The answer must be the full data, restated word for word, with no pictures in it.

══ TASK INPUT ══

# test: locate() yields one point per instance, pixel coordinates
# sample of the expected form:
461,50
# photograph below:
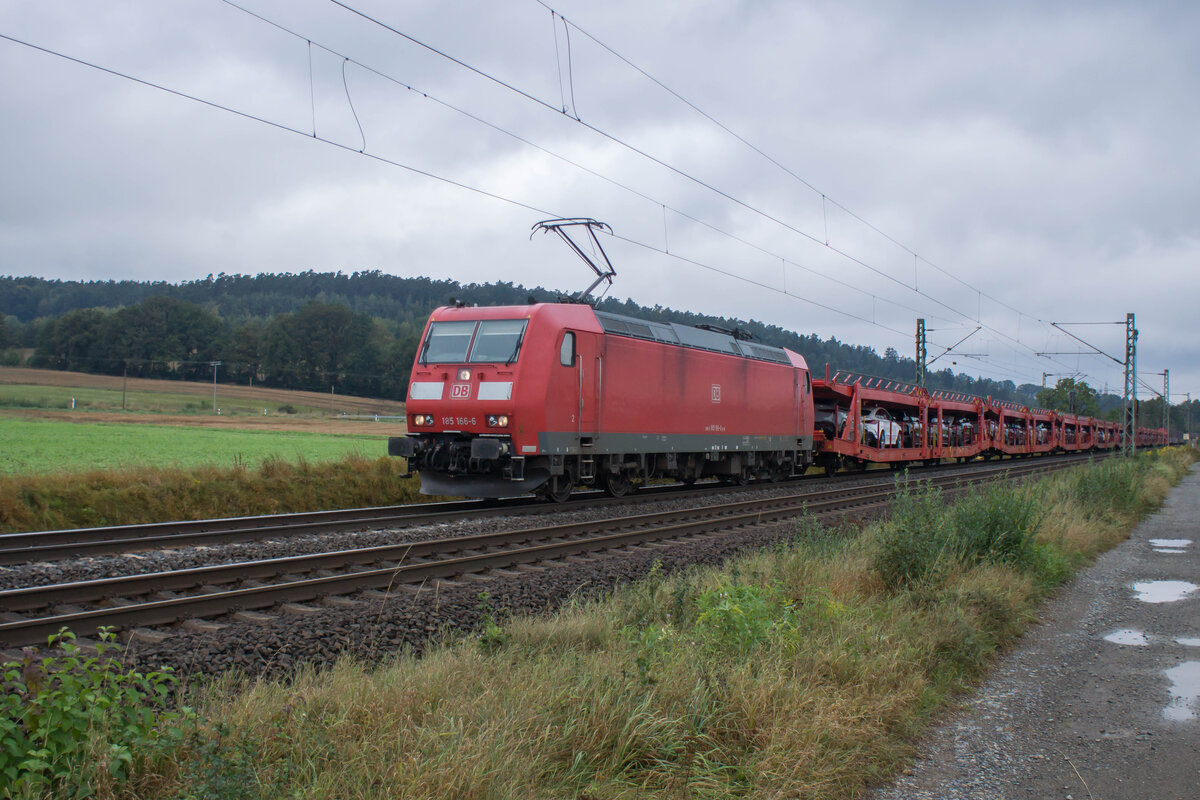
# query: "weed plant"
72,723
802,671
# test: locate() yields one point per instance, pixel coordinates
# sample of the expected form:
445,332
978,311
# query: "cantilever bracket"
604,272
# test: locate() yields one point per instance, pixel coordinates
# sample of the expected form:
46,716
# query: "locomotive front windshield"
475,342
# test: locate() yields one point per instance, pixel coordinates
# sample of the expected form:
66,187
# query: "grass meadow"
34,446
93,398
804,671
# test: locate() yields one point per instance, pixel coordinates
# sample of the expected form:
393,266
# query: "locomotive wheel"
617,486
557,488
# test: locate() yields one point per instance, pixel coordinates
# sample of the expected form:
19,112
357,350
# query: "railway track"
118,540
163,599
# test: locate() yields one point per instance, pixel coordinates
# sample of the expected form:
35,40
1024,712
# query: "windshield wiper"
516,349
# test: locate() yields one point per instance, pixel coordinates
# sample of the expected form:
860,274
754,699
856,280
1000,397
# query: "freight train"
546,397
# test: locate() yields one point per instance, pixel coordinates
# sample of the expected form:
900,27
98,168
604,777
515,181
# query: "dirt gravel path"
1101,699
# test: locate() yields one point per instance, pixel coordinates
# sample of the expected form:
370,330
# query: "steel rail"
508,553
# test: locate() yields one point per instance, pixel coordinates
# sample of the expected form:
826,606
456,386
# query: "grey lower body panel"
666,443
481,486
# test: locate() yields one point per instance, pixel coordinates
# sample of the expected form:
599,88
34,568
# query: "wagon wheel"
617,485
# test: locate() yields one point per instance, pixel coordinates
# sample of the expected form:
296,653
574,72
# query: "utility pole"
1167,401
921,353
214,365
1129,416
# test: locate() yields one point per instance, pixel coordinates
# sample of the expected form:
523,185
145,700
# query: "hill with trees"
354,332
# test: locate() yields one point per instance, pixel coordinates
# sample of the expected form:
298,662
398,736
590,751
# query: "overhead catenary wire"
413,169
721,192
780,164
364,151
575,164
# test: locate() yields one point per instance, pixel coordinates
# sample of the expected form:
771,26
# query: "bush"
912,542
997,525
70,721
735,618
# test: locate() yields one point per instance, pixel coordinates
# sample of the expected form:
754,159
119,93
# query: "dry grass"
795,672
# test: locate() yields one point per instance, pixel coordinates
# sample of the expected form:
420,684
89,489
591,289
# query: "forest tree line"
352,332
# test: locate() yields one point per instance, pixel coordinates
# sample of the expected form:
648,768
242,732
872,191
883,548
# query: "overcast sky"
1001,164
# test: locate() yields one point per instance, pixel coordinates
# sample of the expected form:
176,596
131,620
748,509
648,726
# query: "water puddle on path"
1163,591
1127,636
1185,691
1170,545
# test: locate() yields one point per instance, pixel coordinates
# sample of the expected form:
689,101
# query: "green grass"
138,495
45,446
28,396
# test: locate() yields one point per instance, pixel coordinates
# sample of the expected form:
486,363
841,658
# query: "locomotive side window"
448,342
498,340
567,352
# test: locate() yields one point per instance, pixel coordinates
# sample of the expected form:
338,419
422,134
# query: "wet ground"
1102,701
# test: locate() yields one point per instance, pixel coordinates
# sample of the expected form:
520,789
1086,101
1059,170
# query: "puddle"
1185,690
1127,636
1170,542
1163,591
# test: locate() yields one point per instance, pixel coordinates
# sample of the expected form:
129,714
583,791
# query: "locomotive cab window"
448,342
474,341
498,340
567,352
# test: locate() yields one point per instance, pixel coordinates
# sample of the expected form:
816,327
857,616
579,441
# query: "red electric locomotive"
550,396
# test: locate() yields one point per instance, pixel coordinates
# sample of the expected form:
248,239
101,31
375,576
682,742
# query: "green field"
22,396
42,446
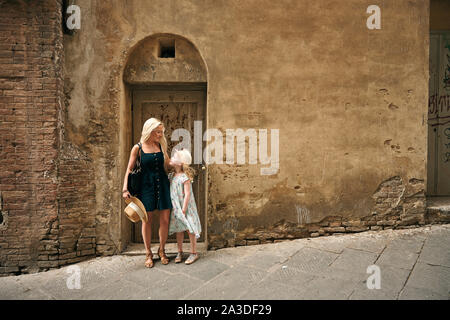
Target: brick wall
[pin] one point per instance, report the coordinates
(44, 182)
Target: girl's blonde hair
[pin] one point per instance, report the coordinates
(190, 172)
(150, 125)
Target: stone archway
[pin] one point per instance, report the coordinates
(165, 77)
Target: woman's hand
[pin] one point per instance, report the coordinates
(126, 194)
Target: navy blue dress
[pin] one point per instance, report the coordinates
(155, 187)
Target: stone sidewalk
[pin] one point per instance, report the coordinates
(413, 264)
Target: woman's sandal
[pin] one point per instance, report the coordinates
(162, 256)
(192, 258)
(149, 260)
(179, 257)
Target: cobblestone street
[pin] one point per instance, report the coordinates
(413, 264)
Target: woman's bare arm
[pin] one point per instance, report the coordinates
(130, 167)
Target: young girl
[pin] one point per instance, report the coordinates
(184, 216)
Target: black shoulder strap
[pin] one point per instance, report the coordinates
(140, 149)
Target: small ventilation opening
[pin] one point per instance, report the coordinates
(166, 48)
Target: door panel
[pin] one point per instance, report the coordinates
(175, 109)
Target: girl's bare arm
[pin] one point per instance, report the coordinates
(187, 194)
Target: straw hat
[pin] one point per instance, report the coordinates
(135, 210)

═══

_RESULT:_
# test: locate() yields one point per instance, pixel coordinates
# sample of the expected form:
461,50
# photograph below:
# query: "weed plant"
72,723
802,671
# test: locate() yields one point per instance, pixel coordinates
# sample of the expected form:
445,332
978,311
# query: "cantilever bracket"
604,272
# test: locate() yields one point per instance, pixel coordinates
# sample of the expected form:
46,716
# query: "locomotive front windshield"
475,342
# test: locate() yields one point per instance, pixel coordinates
# sample of the expected form:
66,187
# query: "grass meadow"
34,446
93,398
804,671
# test: locate() yields one point per instance, pixel coordinates
# sample of the expected form:
393,266
# query: "locomotive wheel"
617,486
557,488
# test: locate() yields one point per instance, pixel coordinates
# sample of the expected form:
19,112
357,350
# query: "railway track"
118,540
163,599
# test: locate() yields one point per instance, pixel coordinates
# sample of the expected form:
35,40
1024,712
# query: "windshield wiper"
516,349
# test: locate() yields one point per instance, pixel coordinates
# sample of the expected form:
860,274
754,699
856,280
1000,397
# query: "freight train"
546,397
# test: locate() yields one point per instance, pixel coordinates
# sample of the expected form:
900,27
98,168
604,777
515,181
# query: "dirt gravel path"
1101,699
# test: locate() yields one point per instance, pixel coordinates
# sample of the expected form:
370,330
# query: "steel rail"
508,553
# test: locate() yields one point per instance, pixel coordinates
# sample of the expected form:
826,606
456,386
# query: "grey lower body panel"
666,443
481,486
# test: locate() yields one point per instance, pixel coordinates
# sample of the expected form:
599,88
34,568
# query: "wagon wheel"
617,485
# test: locate() yields one point per instance, pixel coordinates
# sample of the expected form:
296,653
574,72
# query: "utility pole"
1167,401
921,353
214,365
1129,416
# test: locate() yields one point per instance, pixel coordinates
# sample of the expected form:
523,185
145,700
# query: "hill with trees"
354,332
# test: locate() yields one point per instance, pixel coordinates
# sample of the expected form:
298,662
398,736
590,751
# query: "overhead catenary wire"
413,169
721,192
780,164
364,151
575,164
# test: locate() yields one point per instance, pixel coordinates
# sample of the expected form:
771,26
# query: "bush"
912,542
997,525
70,721
735,618
# test: locate() yields one point per instance, pixel coordinates
# sample of the expected form:
754,159
119,93
# query: "dry grass"
795,672
# test: locate() yields one point per instance, pixel coordinates
# sample of the expected form:
420,684
89,489
591,289
# query: "forest tree line"
352,332
# test: locate() yields one point per instance, pixel coordinates
# sample of the expected form:
648,768
242,732
872,191
883,548
# query: "overcast sky"
1001,164
# test: locate() yields one point per instance, pixel coordinates
# sample of the expected form:
176,596
131,620
748,509
648,726
# query: "water puddle on path"
1163,591
1127,636
1185,691
1170,545
# test: locate() yields one point per instance, pixel coordinates
# sample of the expected form:
689,101
# query: "green grass"
138,495
45,446
28,396
# test: locate() yields one point per instance, pixel coordinates
# sample of the expected form:
486,363
841,658
# query: "locomotive side window"
448,342
498,340
567,352
# test: locate() yields one point per instance, pixel coordinates
# sample of the expected form:
338,419
422,134
# query: "wet ground"
1102,701
# test: locate() yields one point per instance, pixel coordinates
# sample of the expected form:
520,789
1086,101
1059,170
# query: "puddle"
1185,690
1127,636
1170,542
1163,591
# test: locate() yields one point per instance, pixel coordinates
# sample of the expected form:
129,714
583,791
# query: "locomotive cab window"
448,342
474,341
498,340
567,352
# test: locate() yields one point per instance, pixel coordinates
# sample of the expected form:
816,327
857,616
579,441
# query: "red electric locomotive"
550,396
# test: locate() yields one point per instance, pixel coordinates
# sample of the expected form:
248,239
101,31
375,576
682,742
# query: "green field"
22,396
42,446
Target: brick wall
[pin] one point per instance, report the coordinates
(44, 182)
Target: girl's blonde hair
[pin] one point per instance, report the coordinates
(190, 172)
(150, 125)
Target: stone archway
[pin] one point per instance, report the coordinates
(165, 77)
Target: woman's hand
[pin] one point per instance, report the coordinates
(126, 194)
Target: navy blue dress
[pin] one point per instance, report the coordinates
(155, 187)
Target: stone sidewalk
[pin] one point per instance, report the coordinates
(413, 264)
Target: woman's sandal
[pin] one point per instance, report the coordinates
(162, 256)
(192, 258)
(149, 260)
(179, 257)
Target: cobblestone street
[pin] one point per instance, report the coordinates
(413, 264)
Target: woman's bare arm
[pin] one point per instance, report the coordinates
(130, 167)
Target: young girl
[pin] one point per instance, report the coordinates
(184, 216)
Target: black shoulder strap
[pin] one point per instance, report the coordinates
(140, 149)
Target: small ventilation opening
[pin] one point per instance, report the coordinates
(166, 48)
Target: door panel
[pin] one point per instance, report the coordinates
(175, 109)
Target: girl's bare arm
[pin] one point per instance, report the coordinates
(187, 194)
Target: straw hat
[pin] one point per instance, report the coordinates
(135, 210)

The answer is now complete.